| To do |
Swap "even-odd rule" for "nonzero winding rule" everywhere in the rows below and give all the rows back with nothing else altered.

| Data for processing |

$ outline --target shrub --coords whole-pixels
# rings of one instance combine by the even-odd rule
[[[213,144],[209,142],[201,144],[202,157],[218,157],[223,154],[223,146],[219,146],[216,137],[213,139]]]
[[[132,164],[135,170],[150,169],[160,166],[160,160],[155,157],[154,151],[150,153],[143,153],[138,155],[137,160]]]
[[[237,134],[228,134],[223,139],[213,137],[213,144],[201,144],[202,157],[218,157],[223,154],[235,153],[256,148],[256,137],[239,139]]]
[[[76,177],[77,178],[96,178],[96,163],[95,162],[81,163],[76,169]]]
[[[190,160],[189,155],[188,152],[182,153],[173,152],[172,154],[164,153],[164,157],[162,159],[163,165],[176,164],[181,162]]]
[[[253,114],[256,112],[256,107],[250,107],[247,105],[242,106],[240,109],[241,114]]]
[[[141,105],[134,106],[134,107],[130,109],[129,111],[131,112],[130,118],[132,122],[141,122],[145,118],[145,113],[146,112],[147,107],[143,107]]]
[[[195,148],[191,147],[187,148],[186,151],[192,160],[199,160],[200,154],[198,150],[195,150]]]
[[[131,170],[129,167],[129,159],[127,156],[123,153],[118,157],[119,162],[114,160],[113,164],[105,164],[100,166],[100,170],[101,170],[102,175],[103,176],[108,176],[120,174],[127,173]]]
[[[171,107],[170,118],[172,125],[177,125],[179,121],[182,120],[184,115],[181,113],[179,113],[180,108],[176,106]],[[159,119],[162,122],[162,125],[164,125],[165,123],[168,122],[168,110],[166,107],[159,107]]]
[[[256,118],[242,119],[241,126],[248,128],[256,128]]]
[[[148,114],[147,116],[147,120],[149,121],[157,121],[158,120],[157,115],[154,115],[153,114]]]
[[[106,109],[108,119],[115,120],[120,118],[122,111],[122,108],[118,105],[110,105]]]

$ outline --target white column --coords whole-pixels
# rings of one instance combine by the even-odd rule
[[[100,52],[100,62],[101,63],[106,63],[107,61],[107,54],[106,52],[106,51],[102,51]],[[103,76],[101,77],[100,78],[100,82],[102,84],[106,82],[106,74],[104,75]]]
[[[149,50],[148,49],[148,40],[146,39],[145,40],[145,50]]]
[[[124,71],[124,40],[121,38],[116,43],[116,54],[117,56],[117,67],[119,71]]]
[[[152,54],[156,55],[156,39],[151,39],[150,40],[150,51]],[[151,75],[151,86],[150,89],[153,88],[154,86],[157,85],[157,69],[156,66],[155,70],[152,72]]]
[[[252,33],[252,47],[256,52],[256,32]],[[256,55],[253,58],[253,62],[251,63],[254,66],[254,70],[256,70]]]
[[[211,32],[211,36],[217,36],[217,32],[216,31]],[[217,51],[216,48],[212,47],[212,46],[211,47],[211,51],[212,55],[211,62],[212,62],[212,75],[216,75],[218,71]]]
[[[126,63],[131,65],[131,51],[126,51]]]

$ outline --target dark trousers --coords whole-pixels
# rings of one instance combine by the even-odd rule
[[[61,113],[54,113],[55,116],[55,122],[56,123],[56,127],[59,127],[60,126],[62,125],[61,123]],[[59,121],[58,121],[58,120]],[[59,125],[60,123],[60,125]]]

| Worked solution |
$ outline --target shrub --coords whole-pixels
# rings of one instance combine by the nonzero winding rule
[[[213,144],[209,142],[201,144],[202,157],[218,157],[223,154],[223,146],[219,146],[216,137],[213,139]]]
[[[132,164],[135,170],[150,169],[160,166],[160,160],[155,157],[154,151],[150,153],[143,153],[138,155],[137,160]]]
[[[237,134],[228,134],[223,139],[213,137],[213,144],[201,144],[202,157],[218,157],[223,154],[235,153],[256,148],[256,137],[239,139]]]
[[[76,177],[77,178],[96,178],[96,163],[95,162],[81,163],[76,169]]]
[[[190,160],[189,155],[188,152],[182,153],[173,152],[172,154],[164,153],[164,157],[162,159],[163,165],[176,164],[181,162]]]
[[[253,114],[256,112],[256,107],[250,107],[247,105],[242,106],[240,109],[241,114]]]
[[[141,105],[134,106],[134,107],[130,109],[129,111],[131,112],[130,118],[132,122],[141,122],[145,118],[145,113],[146,112],[147,107],[143,107]]]
[[[195,148],[191,147],[187,148],[186,151],[192,160],[199,160],[200,154],[198,150],[195,150]]]
[[[131,170],[129,167],[129,159],[127,156],[123,153],[118,157],[119,162],[114,160],[113,164],[105,164],[100,166],[100,170],[101,170],[102,175],[103,176],[108,176],[120,174],[127,173]]]
[[[171,107],[170,118],[172,125],[177,125],[179,121],[182,120],[184,115],[181,113],[179,113],[180,108],[176,106]],[[159,119],[162,122],[162,125],[164,125],[165,123],[168,122],[168,110],[166,107],[159,107]]]
[[[256,118],[242,119],[241,126],[248,128],[256,128]]]
[[[148,114],[147,116],[147,120],[149,121],[157,121],[158,120],[157,115],[154,115],[153,114]]]
[[[106,109],[108,119],[115,120],[120,118],[122,111],[122,108],[118,105],[110,105]]]

$ outline --target white column --coords whole-pixels
# rings of one instance combine by the nonzero winding rule
[[[100,52],[100,62],[101,63],[106,63],[107,61],[107,54],[106,52],[106,51],[102,51]],[[103,76],[101,77],[100,78],[100,82],[102,84],[106,82],[106,74],[104,75]]]
[[[149,50],[148,49],[148,40],[146,39],[145,40],[145,50]]]
[[[124,71],[124,40],[121,38],[116,43],[116,54],[117,56],[117,67],[119,71]]]
[[[152,54],[156,55],[156,39],[151,39],[150,40],[150,51]],[[151,75],[151,86],[150,89],[153,88],[154,86],[157,85],[157,69],[156,66],[155,70],[152,72]]]
[[[252,33],[252,47],[256,52],[256,32]],[[256,55],[253,58],[253,62],[251,63],[254,66],[254,70],[256,70]]]
[[[211,32],[211,36],[217,36],[217,32],[216,31]],[[217,51],[216,48],[212,47],[212,46],[211,47],[211,51],[212,55],[211,62],[212,62],[212,75],[216,75],[218,71]]]
[[[126,63],[131,65],[131,51],[126,51]]]

$ outline --target dark trousers --coords whole-pixels
# rings of one instance combine by the nonzero winding rule
[[[61,113],[54,113],[55,116],[55,122],[56,123],[56,127],[59,127],[60,126],[62,125],[61,123]],[[59,121],[58,121],[58,120]],[[59,125],[60,123],[60,125]]]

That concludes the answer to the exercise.